TASK STATEMENT: Please copy out every line of the items from the line with "Target: crest on jersey" through the end of the items, shifting each x and y coordinate up by 59 and leaving all other text unchanged.

Coordinate labeling data:
########################################

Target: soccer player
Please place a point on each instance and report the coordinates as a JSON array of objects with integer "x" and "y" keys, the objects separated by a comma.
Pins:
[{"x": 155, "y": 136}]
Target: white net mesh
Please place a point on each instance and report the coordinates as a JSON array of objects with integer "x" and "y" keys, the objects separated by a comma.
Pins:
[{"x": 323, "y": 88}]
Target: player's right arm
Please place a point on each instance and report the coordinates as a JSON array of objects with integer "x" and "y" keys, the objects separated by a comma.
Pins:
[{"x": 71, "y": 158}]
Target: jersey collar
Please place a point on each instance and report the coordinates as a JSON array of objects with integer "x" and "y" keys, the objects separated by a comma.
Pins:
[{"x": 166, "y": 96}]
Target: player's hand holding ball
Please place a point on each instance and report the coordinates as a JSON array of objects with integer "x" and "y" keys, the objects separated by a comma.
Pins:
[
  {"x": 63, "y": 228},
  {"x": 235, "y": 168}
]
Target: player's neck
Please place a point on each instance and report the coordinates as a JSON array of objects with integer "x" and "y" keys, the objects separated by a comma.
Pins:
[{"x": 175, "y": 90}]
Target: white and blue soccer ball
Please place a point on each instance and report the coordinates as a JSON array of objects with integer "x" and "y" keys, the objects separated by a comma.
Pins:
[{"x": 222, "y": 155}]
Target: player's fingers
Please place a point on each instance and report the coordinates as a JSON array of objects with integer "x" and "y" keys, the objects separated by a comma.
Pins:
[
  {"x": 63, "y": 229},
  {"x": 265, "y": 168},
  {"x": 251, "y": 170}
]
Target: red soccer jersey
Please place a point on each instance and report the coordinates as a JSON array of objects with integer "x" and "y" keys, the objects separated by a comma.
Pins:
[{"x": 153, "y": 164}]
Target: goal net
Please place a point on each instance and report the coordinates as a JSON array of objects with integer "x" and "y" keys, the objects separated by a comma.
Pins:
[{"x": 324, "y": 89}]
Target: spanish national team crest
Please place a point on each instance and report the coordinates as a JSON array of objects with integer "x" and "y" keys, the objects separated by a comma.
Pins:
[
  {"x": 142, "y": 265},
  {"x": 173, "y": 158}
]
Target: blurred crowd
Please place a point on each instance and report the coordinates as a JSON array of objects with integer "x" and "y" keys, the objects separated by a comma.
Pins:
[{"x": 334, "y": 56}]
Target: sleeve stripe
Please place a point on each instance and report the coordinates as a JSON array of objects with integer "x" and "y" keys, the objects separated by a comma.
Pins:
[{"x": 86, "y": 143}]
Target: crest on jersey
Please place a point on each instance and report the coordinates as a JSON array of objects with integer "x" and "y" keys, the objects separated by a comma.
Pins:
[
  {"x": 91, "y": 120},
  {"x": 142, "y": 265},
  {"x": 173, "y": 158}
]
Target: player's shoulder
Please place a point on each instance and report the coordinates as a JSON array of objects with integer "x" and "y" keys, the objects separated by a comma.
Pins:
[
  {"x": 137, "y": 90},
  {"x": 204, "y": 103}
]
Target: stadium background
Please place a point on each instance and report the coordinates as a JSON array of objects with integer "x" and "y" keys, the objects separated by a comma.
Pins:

########################################

EXERCISE SOLUTION:
Target: crest on jersey
Please place a point on each instance and report the coordinates as a JSON array of objects with integer "x" and "y" keys, the objects separated by a comma.
Pins:
[
  {"x": 150, "y": 179},
  {"x": 201, "y": 324},
  {"x": 232, "y": 217}
]
Target: player's shoulder
Please place a point on each instance and report the coordinates as a JSON array of objects with integer "x" and "y" keys, the objects separated by a comma.
Pins:
[
  {"x": 196, "y": 149},
  {"x": 263, "y": 162}
]
Target: stadium background
Please place a point on each instance and report the coordinates as a JSON array of objects with integer "x" and "y" keys, the objects separated by a comma.
Pins:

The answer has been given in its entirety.